TÜRKİYE CUMHURİYETİ
|
ANAYASA MAHKEMESİ
|
|
|
İKİNCİ BÖLÜM
|
|
KARAR
|
|
A. M. H. BAŞVURUSU
|
(Başvuru Numarası: 2014/14028)
|
|
Karar Tarihi: 6/12/2017
|
|
İKİNCİ BÖLÜM
|
|
KARAR
|
|
GİZLİLİK TALEBİ KABUL
Başkan
|
:
|
Engin
YILDIRIM
|
Üyeler
|
:
|
Serdar
ÖZGÜLDÜR
|
|
|
Osman Alifeyyaz PAKSÜT
|
|
|
Recep
KÖMÜRCÜ
|
|
|
M. Emin KUZ
|
Raportör Yrd.
|
:
|
Ceren Sedef
EREN
|
Başvurucu
|
:
|
A. M. H.
|
Vekili
|
:
|
Av. Hanife
YILDIRIM
|
I. BAŞVURUNUN KONUSU
1. Başvuru, hakaret suçundan hakkında yürütülen yargılamada
eksik inceleme sonucu mahkûmiyetine hükmedilmesi ve yargılamanın makul sürede
bitirilememesi nedenleriyle başvurucunun adil yargılanma hakkının ihlal
edildiği iddiasına ilişkindir.
II. BAŞVURU SÜRECİ
2. Başvuru 15/8/2014 tarihinde yapılmıştır.
3. Başvuru, başvuru formu ve eklerinin idari yönden yapılan ön
incelemesinden sonra Komisyona sunulmuştur.

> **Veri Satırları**
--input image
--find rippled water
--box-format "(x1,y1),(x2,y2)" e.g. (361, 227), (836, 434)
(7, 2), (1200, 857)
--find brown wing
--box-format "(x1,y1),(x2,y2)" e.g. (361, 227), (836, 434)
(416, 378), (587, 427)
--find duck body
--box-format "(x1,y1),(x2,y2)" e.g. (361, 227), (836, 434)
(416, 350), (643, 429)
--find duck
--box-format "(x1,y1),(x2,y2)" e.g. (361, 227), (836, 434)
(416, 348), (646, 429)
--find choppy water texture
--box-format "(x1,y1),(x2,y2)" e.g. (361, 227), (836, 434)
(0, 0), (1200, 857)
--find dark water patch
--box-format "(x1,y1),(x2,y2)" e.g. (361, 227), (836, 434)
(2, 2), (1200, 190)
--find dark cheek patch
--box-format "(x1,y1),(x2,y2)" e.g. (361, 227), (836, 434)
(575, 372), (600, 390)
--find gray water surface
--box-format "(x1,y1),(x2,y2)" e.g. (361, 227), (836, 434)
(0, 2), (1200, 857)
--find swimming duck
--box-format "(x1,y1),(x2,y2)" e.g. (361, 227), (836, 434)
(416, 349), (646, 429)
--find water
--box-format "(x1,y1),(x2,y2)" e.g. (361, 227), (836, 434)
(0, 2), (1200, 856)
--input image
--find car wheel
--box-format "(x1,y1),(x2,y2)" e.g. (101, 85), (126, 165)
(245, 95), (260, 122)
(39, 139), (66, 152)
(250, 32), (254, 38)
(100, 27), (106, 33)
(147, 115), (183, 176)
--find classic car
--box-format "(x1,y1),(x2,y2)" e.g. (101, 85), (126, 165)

> **Görev Talimatları**
1. Anayasa Mahkemesi kararına göre başvuru hangi tarihte yapılmıştır?
2. Anayasa Mahkemesinin A. M. H. başvurusuna ilişkin kararını son cümleden sonra yazmaya devam edin.
Kayıtların bu çalışmayla hiçbir ilgisi yoktur.

> **Görev Yanıtları**
1. Başvuru 15/8/2014 tarihinde yapılmıştır.

2.
4. Komisyonca başvurunun kabul edilebilirlik incelemesinin Bölüm
tarafından yapılmasına karar verilmiştir.
5. Bölüm Başkanı tarafından başvurunun kabul edilebilirlik ve
esas incelemesinin birlikte yapılmasına karar verilmiştir.
6. Başvuru belgelerinin bir örneği bilgi için Adalet Bakanlığına
(Bakanlık) gönderilmiştir. Bakanlık, görüş bildirmemiştir.
III. OLAY VE OLGULAR
7. Başvuru formu ve eklerinde ifade edildiği şekliyle olaylar
özetle şöyledir:
8. Avukat olan başvurucu hakkında, adliye koridorunda bir hâkime
hakaret ettiği iddiasıyla soruşturma başlatılmış ve 18/11/2008 tarihli
iddianame düzenlenerek kamu davası açılmıştır. İzmir 2. Ağır Ceza Mahkemesi
16/9/2009 tarihinde hakaret suçundan başvurucunun beraatine
karar vermiştir.
9. Cumhuriyet savcısı tarafından anılan kararın temyiz edilmesi
üzerine Yargıtay 2. Ceza Dairesi 2/12/2013 tarihinde mahkemenin kararını
bozmuştur.
10. Bozma üzerine yapılan yargılama sonucu mahkemece bozmaya
uyularak 20/5/2014 tarihinde hakaret suçundan başvurucunun mahkûmiyetine
hükmedilmiş ve hükmün açıklanmasının geri bırakılmasına karar verilmiştir.
11. Başvurucu anılan karara itiraz etmiştir. İzmir 3. Ağır Ceza
Mahkemesi tarafından 26/6/2014 tarihinde itiraz reddedilmiştir. İtirazın
reddine dair karar başvurucuya 16/7/2014 tarihinde tebliğ edilmiştir.
12. Başvurucu 15/8/2014 tarihinde bireysel başvuruda
bulunmuştur.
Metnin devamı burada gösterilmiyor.